Dataset excerpts>
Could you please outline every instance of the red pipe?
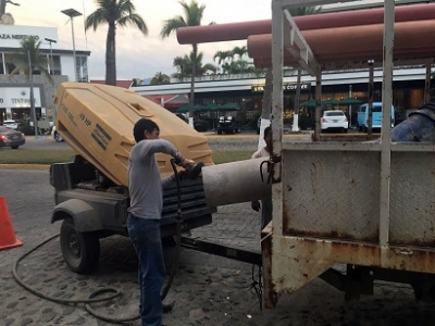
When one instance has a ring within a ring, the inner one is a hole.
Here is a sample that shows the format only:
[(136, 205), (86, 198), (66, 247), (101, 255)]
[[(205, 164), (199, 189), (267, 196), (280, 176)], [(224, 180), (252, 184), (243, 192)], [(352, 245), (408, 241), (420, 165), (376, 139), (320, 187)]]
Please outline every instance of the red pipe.
[[(356, 25), (381, 24), (384, 9), (364, 9), (347, 12), (323, 13), (294, 17), (300, 30), (334, 28)], [(435, 20), (435, 3), (400, 5), (395, 10), (395, 21)], [(181, 27), (177, 39), (181, 45), (219, 42), (247, 39), (250, 35), (271, 34), (272, 21), (251, 21), (206, 26)]]
[[(395, 24), (395, 55), (433, 48), (435, 20), (403, 22)], [(336, 59), (368, 60), (382, 55), (383, 24), (303, 30), (302, 35), (319, 62)], [(346, 54), (345, 54), (346, 53)], [(272, 57), (272, 35), (251, 35), (248, 37), (248, 54), (251, 58)], [(428, 57), (425, 55), (426, 58)], [(285, 51), (285, 58), (291, 54)], [(402, 58), (403, 59), (403, 58)]]

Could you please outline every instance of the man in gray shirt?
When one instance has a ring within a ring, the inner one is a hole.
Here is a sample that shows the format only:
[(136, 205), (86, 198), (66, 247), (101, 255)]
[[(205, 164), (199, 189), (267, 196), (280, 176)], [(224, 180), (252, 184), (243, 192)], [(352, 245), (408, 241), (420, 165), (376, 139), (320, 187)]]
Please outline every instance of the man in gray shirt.
[(139, 120), (133, 129), (136, 145), (128, 161), (127, 228), (139, 259), (139, 311), (142, 326), (162, 325), (161, 288), (165, 278), (160, 218), (163, 208), (163, 187), (174, 180), (174, 175), (161, 179), (154, 153), (165, 153), (185, 160), (167, 140), (159, 139), (159, 126), (151, 120)]

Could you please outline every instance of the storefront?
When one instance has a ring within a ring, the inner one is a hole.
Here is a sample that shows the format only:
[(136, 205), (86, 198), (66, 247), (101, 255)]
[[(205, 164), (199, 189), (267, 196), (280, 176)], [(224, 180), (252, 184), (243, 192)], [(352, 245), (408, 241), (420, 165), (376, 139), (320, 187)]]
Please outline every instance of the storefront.
[[(42, 96), (41, 96), (42, 95)], [(34, 86), (34, 103), (37, 120), (49, 118), (46, 111), (44, 90)], [(30, 87), (16, 85), (0, 87), (0, 121), (15, 120), (26, 122), (32, 116)]]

Goal> Copy all the records above with every "outline" swapped for "trace", changing nothing else, and leave out the pictures.

Written answer>
Could you please trace every instance of the red pipe?
When one instance has a ring within a ring, the inner one is a hole.
Here is a sample that shows the format only:
[(136, 205), (86, 198), (66, 247), (101, 255)]
[[(205, 164), (199, 189), (267, 196), (280, 176)], [(224, 180), (252, 184), (243, 192)], [(352, 245), (408, 241), (420, 165), (376, 139), (320, 187)]]
Please trace every instance of the red pipe.
[[(356, 25), (381, 24), (384, 9), (364, 9), (347, 12), (323, 13), (294, 17), (300, 30), (334, 28)], [(435, 20), (435, 3), (400, 5), (395, 10), (395, 21)], [(181, 27), (177, 39), (181, 45), (219, 42), (247, 39), (250, 35), (271, 34), (272, 21), (251, 21), (206, 26)]]
[[(395, 24), (395, 55), (433, 48), (435, 20), (403, 22)], [(336, 59), (368, 60), (382, 55), (383, 24), (303, 30), (302, 35), (319, 62)], [(346, 54), (345, 54), (346, 53)], [(272, 57), (272, 35), (251, 35), (248, 37), (248, 54), (251, 58)], [(428, 57), (425, 55), (426, 58)], [(285, 51), (285, 58), (291, 54)], [(402, 58), (403, 59), (403, 58)]]

Could you please trace every instance of the man in gray shirt?
When one instance has a ring within a ring, the inner one is a hole.
Here is a sample that shows the format only:
[(136, 205), (86, 198), (66, 247), (101, 255)]
[[(205, 164), (199, 189), (267, 196), (280, 176)], [(224, 180), (252, 184), (243, 192)], [(352, 245), (408, 241), (420, 165), (376, 139), (320, 187)]]
Please trace every instance of the man in gray shirt.
[(139, 120), (133, 129), (136, 145), (128, 161), (127, 228), (139, 259), (139, 311), (142, 326), (162, 325), (161, 288), (165, 278), (160, 218), (163, 208), (163, 187), (174, 180), (174, 175), (161, 179), (154, 153), (165, 153), (185, 160), (167, 140), (159, 139), (159, 126), (151, 120)]

Could you please trace every instance of the storefront?
When one instance has a ring within a ring, the inner one is a hole.
Here is a sample that shows the format only:
[(136, 205), (86, 198), (66, 247), (101, 255)]
[[(205, 164), (199, 189), (267, 196), (280, 176)], [(224, 180), (252, 184), (243, 192)], [(352, 245), (408, 241), (420, 165), (376, 139), (320, 187)]]
Please trace every instance of the storefront.
[[(42, 96), (41, 96), (42, 95)], [(34, 86), (34, 103), (37, 120), (49, 118), (46, 111), (44, 90)], [(30, 87), (16, 85), (0, 87), (0, 121), (15, 120), (26, 122), (32, 116)]]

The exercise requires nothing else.